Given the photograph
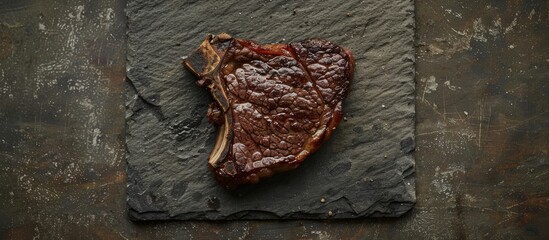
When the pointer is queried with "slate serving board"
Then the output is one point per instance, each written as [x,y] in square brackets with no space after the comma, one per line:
[366,169]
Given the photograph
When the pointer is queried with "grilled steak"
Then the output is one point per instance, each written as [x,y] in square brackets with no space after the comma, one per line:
[274,104]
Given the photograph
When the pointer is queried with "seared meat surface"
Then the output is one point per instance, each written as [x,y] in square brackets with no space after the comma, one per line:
[274,104]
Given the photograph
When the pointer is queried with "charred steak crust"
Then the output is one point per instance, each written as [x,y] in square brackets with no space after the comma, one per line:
[274,104]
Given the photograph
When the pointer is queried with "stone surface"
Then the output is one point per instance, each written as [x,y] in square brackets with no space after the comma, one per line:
[367,167]
[481,137]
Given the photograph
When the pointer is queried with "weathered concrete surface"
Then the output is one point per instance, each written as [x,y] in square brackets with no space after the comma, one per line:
[367,167]
[496,189]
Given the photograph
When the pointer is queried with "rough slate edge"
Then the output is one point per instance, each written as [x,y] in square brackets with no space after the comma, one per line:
[148,99]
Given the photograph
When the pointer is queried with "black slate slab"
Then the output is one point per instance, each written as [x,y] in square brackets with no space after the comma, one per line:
[366,169]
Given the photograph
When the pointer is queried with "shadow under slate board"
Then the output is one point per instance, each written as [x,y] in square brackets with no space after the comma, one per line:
[365,170]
------------------------------------------------------------
The problem:
Can you pull out every line of the material above that contains the word "When"?

Final result:
When the pointer is queried with "slate serving board"
When the pointer is queried with "grilled steak"
When the pointer is queried with "seared meat surface"
When the pointer is queried with "charred steak crust"
When the pointer is queried with "stone surface"
When the pointer is queried with "weathered concrete surface"
When the pointer is queried with "rough slate edge"
When the pointer is queried with "black slate slab"
When the pointer is queried with "shadow under slate board"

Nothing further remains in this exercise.